=== Short exercise ===
In the data below, copy the lines word for word. Begin at the line that contains "of the cross-country" and stop after the line that contains "[(43, 29), (72, 31)]". Include nothing else.

====== Data for the task

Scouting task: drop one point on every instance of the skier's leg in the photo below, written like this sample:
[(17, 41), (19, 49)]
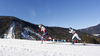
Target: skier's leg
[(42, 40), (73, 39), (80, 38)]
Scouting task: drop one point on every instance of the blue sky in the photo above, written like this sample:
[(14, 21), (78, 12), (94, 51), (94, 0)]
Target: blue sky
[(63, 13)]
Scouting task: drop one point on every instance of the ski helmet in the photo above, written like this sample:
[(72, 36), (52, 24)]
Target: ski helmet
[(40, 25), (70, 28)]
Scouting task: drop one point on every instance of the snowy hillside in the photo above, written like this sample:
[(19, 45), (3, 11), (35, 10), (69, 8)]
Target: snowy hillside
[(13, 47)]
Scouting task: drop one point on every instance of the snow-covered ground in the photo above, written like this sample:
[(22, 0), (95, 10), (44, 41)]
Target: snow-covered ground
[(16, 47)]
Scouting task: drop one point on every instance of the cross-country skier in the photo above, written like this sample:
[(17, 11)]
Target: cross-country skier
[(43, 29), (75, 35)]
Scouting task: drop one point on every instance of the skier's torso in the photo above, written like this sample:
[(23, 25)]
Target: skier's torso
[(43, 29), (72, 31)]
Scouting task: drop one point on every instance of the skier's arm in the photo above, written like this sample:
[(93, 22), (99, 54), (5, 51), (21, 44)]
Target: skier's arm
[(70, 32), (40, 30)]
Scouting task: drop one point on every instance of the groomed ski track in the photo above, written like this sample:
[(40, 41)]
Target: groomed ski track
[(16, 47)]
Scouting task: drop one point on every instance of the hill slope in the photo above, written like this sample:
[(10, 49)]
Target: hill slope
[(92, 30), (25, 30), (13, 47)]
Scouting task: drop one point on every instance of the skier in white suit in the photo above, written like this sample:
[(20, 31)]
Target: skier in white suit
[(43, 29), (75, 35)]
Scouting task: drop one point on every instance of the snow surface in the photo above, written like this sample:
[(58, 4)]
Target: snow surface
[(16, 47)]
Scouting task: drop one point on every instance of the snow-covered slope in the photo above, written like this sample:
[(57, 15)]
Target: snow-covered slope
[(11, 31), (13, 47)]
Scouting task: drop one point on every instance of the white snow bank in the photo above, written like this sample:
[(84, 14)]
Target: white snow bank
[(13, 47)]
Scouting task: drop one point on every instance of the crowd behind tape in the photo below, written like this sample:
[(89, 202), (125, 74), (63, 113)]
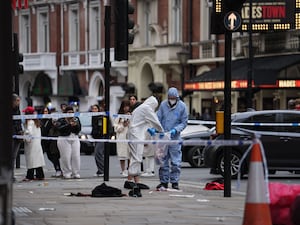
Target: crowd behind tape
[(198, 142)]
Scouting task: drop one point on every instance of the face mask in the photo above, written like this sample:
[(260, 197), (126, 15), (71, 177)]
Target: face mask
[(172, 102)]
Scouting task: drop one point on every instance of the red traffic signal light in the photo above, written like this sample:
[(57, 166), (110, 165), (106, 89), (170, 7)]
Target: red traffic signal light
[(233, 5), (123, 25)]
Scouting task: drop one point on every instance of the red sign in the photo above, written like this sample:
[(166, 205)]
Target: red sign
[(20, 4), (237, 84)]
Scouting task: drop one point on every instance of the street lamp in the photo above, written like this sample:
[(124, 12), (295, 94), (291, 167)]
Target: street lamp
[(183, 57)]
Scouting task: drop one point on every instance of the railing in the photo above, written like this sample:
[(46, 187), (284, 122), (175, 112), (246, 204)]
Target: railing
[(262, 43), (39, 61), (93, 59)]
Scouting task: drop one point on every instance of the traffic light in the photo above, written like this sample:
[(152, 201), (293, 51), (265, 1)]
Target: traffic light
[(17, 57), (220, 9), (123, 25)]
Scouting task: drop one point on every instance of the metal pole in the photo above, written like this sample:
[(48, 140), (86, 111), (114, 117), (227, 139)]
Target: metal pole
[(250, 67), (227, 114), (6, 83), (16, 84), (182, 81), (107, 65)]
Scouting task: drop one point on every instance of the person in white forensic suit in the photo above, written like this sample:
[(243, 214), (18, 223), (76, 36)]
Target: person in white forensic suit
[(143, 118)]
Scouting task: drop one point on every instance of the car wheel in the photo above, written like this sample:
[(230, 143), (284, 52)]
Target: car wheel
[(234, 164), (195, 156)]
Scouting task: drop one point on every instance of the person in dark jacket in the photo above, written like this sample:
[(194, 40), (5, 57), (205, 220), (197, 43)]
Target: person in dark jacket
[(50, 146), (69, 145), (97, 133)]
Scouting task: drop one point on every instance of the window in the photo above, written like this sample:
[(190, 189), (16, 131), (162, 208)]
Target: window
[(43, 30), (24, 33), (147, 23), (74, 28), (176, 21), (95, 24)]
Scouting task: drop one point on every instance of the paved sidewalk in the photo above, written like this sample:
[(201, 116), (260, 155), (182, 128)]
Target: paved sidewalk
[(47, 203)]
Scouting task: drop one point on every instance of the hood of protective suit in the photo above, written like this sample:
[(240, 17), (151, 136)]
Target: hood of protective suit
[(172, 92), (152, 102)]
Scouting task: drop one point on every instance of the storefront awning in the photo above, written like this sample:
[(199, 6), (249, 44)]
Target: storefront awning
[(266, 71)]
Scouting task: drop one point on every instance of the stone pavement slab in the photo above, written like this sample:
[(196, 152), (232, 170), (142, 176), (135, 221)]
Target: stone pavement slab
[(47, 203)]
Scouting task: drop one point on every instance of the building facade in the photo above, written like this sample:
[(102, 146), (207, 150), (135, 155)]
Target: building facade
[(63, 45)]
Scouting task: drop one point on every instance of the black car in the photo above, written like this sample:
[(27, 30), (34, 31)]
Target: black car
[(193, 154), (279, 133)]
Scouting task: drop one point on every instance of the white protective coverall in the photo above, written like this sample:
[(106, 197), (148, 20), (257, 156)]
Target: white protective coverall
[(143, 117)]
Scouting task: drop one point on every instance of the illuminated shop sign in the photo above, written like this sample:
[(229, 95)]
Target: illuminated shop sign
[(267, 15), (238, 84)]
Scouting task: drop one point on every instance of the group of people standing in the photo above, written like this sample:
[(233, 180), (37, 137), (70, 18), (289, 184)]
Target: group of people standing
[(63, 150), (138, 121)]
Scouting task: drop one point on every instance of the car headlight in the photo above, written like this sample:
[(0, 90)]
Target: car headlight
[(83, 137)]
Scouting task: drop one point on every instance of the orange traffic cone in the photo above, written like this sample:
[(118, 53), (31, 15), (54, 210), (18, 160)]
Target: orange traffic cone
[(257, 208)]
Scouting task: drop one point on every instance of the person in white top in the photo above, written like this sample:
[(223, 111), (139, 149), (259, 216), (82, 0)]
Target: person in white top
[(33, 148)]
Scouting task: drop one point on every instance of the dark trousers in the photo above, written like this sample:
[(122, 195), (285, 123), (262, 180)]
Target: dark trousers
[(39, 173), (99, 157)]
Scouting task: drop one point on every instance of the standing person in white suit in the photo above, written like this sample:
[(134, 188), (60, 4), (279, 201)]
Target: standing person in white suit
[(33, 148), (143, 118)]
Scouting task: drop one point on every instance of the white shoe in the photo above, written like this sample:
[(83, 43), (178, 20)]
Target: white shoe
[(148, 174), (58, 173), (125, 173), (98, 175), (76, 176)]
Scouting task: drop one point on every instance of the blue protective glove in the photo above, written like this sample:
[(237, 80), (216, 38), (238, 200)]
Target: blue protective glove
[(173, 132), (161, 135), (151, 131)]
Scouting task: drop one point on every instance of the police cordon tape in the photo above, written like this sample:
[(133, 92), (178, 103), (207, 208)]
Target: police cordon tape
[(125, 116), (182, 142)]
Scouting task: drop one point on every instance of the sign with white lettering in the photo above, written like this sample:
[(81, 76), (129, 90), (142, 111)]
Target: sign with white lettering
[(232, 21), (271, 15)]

============

=== Result of this exercise ===
Scouting task: drop one point on every instance of the cross-country skier in the photo above, written like this sample:
[(17, 11)]
Target: cross-country skier
[(43, 29), (75, 35)]
Scouting task: drop one point on every instance of the skier's torso in the photo above, written like this sample:
[(23, 25)]
Target: skier's torso
[(43, 29), (72, 31)]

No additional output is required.